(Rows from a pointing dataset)
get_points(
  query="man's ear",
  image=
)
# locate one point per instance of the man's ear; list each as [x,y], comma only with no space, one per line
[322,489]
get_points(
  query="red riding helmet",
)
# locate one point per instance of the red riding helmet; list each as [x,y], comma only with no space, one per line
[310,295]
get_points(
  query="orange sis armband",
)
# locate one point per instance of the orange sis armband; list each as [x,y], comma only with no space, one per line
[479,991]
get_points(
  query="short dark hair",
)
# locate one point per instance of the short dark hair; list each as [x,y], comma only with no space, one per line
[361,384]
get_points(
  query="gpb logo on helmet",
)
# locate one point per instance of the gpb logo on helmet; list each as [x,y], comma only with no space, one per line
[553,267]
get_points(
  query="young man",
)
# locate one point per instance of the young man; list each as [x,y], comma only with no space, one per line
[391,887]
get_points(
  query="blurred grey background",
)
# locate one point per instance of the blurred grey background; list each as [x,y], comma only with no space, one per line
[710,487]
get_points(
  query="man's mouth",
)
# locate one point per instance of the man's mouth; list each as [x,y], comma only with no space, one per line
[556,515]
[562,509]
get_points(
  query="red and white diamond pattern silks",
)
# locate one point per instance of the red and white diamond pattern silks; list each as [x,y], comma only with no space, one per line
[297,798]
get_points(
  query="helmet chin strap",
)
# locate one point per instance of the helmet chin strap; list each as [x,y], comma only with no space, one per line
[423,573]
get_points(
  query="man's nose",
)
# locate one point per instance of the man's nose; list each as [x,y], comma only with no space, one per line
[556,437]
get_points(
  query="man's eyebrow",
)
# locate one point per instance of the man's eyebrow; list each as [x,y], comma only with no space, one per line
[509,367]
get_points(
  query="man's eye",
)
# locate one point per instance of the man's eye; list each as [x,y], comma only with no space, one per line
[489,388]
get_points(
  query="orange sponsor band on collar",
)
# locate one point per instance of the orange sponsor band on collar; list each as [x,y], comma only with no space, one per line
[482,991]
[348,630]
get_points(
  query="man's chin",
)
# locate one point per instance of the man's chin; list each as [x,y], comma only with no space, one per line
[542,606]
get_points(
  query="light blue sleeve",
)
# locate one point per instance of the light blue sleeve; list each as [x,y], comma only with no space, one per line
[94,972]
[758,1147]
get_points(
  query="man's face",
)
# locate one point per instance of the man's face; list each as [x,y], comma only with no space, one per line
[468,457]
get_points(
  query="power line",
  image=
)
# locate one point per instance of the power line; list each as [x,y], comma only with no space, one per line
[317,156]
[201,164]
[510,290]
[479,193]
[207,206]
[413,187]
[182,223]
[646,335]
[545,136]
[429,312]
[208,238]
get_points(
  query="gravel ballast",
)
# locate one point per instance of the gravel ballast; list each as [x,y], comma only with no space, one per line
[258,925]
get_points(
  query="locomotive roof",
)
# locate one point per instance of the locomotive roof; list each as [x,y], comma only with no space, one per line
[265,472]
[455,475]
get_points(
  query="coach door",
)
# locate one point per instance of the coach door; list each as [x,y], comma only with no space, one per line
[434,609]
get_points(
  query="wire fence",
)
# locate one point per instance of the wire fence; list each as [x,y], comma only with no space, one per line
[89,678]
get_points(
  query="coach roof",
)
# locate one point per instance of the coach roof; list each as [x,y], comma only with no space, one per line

## WHAT IS NEEDED
Retype the entries exactly, including every line.

## ANSWER TO THE EXERCISE
get_points(
  query="man's ear",
  image=
)
# locate one point per instance of the man's ear; list each as [x,y], comma only with no space, one per line
[322,489]
get_points(
  query="red riding helmet",
)
# locate one point per instance of the red riding helmet; list each as [x,y], comma only with no space, one per line
[310,295]
get_points(
  query="orange sis armband",
)
# locate one point per instance of the orange sis armband; list each as [x,y], comma only with no space, one per line
[479,991]
get_points(
  query="short dark hair",
)
# locate one point per instance of the short dark hair; list each as [x,y], comma only with no space, one per line
[361,384]
get_points(
  query="gpb logo on helmet",
)
# locate one point per instance of the gpb logo on helmet; list each as [x,y], comma only with no space, one per line
[553,267]
get_points(
  query="young man",
)
# locate one point per instance of the young man; list each as [x,y], comma only with no space, one per line
[391,887]
get_points(
  query="blurred grey background",
)
# locate one point per instance of the blurred grey background; list each as [x,y], comma only with no space, one per line
[710,487]
get_points(
  query="man's mouth",
)
# locate one point per instance of the man's mouth; list each as [x,y], comma only with no space, one per line
[556,515]
[562,509]
get_points(
  query="red and white diamond pattern silks",
)
# locate one point per instance of the red and white diamond pattern silks; list each as [x,y], comma only with no space, one per line
[297,798]
get_points(
  query="helmet chin strap",
)
# locate one point per instance of the helmet chin strap; list each as [x,y], comma only with no space, one per line
[423,573]
get_points(
  query="man's nose",
)
# locate one point per instance of the man's nose; list each as [x,y], comma only with no space, one per line
[556,437]
get_points(
  query="man's eyebrow",
)
# locate one point per instance of the man's eyebrow; list each as [x,y], comma only with no space, one per line
[509,367]
get_points(
  query="man's eye",
)
# locate one point per instance of the man's eye; list each as [x,y], comma only with no space, one per line
[489,388]
get_points(
  query="orange sponsor band on collar",
)
# locate one point per instance of the orange sponsor band on collar; list each as [x,y], comma only with no space, one per line
[482,991]
[348,630]
get_points(
  query="man's chin",
)
# locate one point per instance of the man's chin; list each as [x,y], comma only with no space, one per line
[542,606]
get_points(
  query="light blue sleeve",
)
# locate one point per instance of the light blue sleeve; list each as [x,y], comma only with no space, one per line
[94,972]
[758,1147]
get_points(
  query="man's face",
)
# locate one point per instance of the man's face; list each as [x,y], comma only with no space, one per line
[468,457]
get_points(
  query="power line",
  image=
)
# locate one point per instance of the power line; list each as [x,y], comma only with no space, one per line
[317,156]
[201,164]
[510,290]
[479,193]
[207,206]
[413,187]
[182,223]
[646,335]
[545,136]
[429,312]
[208,238]
get_points(
  query="gravel ballast",
)
# locate one point per instance of the gravel ballast; list each as [x,y], comma only with no space, one per line
[258,925]
get_points(
  query="locomotive roof",
)
# locate one point per instance of the locomotive roof; list each as [x,y], comma only with no space, one per line
[265,472]
[455,475]
get_points(
  query="coach door",
)
# locate one point per instance of the coach door; list each as [x,y], comma only with no space, one per line
[434,609]
get_points(
  query="wire fence",
)
# locate one point per instance of the wire fence; list each as [x,y], comma only with no space, one per line
[89,678]
get_points(
  query="coach roof",
)
# locate one point per instance of the coach roof; list each as [x,y], comma only with no space, one per line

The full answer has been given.